==== Information given
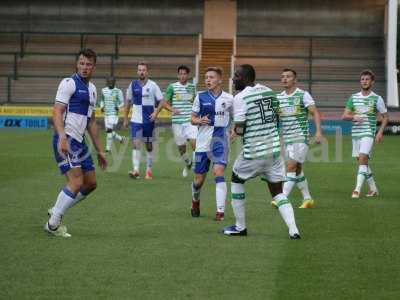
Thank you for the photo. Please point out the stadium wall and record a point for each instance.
(353, 18)
(123, 16)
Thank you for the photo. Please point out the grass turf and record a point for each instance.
(136, 239)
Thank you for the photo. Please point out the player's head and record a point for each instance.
(85, 63)
(183, 73)
(288, 78)
(213, 77)
(142, 71)
(111, 82)
(245, 75)
(367, 79)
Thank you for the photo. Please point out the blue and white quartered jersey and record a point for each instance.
(219, 111)
(80, 101)
(143, 99)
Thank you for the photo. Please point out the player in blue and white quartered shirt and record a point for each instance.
(212, 110)
(73, 114)
(143, 94)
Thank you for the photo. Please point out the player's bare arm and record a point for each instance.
(384, 122)
(317, 120)
(93, 132)
(126, 114)
(58, 120)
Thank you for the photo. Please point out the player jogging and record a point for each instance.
(255, 117)
(73, 114)
(179, 100)
(111, 100)
(294, 107)
(361, 109)
(211, 113)
(143, 94)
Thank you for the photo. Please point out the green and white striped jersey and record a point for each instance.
(293, 116)
(366, 108)
(181, 97)
(257, 107)
(110, 100)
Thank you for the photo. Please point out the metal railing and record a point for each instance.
(21, 51)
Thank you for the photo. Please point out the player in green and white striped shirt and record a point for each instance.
(361, 109)
(111, 100)
(294, 107)
(255, 110)
(179, 100)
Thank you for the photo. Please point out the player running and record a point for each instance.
(294, 107)
(211, 113)
(179, 100)
(361, 109)
(255, 116)
(73, 114)
(111, 100)
(143, 94)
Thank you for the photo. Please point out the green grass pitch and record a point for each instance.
(136, 239)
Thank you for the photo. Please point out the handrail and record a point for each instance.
(102, 33)
(308, 36)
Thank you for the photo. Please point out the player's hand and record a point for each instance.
(153, 116)
(318, 137)
(358, 119)
(204, 120)
(232, 135)
(378, 137)
(63, 147)
(101, 159)
(175, 111)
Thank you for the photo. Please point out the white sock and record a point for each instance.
(286, 211)
(289, 183)
(239, 204)
(79, 197)
(149, 160)
(371, 181)
(136, 160)
(117, 136)
(362, 173)
(220, 193)
(186, 159)
(109, 141)
(64, 200)
(302, 184)
(196, 192)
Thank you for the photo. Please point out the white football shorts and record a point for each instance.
(110, 121)
(362, 145)
(184, 132)
(271, 169)
(297, 152)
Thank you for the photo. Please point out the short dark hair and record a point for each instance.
(248, 72)
(290, 70)
(217, 70)
(88, 53)
(183, 67)
(142, 63)
(368, 72)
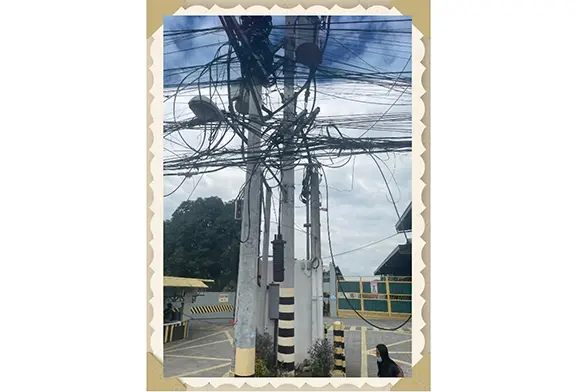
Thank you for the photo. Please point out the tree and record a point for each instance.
(201, 240)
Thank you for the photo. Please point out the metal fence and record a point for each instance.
(390, 297)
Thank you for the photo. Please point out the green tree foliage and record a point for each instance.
(201, 240)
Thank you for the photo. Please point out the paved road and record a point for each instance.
(206, 352)
(361, 339)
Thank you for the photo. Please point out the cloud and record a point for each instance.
(359, 205)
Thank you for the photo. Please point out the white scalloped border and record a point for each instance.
(156, 206)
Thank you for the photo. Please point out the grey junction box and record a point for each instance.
(273, 301)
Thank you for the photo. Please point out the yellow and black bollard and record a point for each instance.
(339, 354)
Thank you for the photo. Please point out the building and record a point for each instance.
(399, 261)
(179, 293)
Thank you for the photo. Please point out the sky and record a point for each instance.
(359, 204)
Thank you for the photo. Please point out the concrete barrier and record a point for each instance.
(175, 331)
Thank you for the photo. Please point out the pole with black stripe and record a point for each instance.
(339, 356)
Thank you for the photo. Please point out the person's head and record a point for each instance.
(382, 353)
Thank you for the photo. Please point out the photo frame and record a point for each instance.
(420, 13)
========
» **Problem details**
Starting with the line that contains "Thank you for the photo. Please point out the tree", output every line through the end of the listing above, unchanged.

» **Written response**
Thank you for the photo. Please point out the tree and record a point for each instance.
(201, 240)
Thank you for the photo. Please point out the metal fence and record a point for each instance.
(390, 297)
Thank you for the photo. Please point out the green tree foliage and record a point for each instance.
(201, 240)
Thank you for the photo. Please point out the paved road and record a point for each instance.
(206, 352)
(361, 339)
Thank you for the photo. Please point out the cloud and record a point for each instance.
(359, 205)
Thank you for the photo. Please point out the white scalloped border and record a point for each instance.
(156, 206)
Thank you for the photo. Please point out the grey junction box and record a point for each instance.
(273, 301)
Thank you for the photo. Please point out the yellow and black bollard and record a point for each instance.
(339, 354)
Thank you for the photo. Please point out the building and record a point for each instance.
(399, 261)
(179, 293)
Thank you for the photo. Please point out the sky and record a point for each instance.
(359, 204)
Thank you for the photo. Please point out the concrete barrier and record a point for each instance.
(175, 331)
Thank you for the photo. Please point out the pole with black stripe and record a point for each instance.
(339, 356)
Thank you for the photo. Please point out the person's head and record a point for each instance.
(382, 353)
Thank you for the photo. Please point out the photo frame and record a point for each instance.
(420, 13)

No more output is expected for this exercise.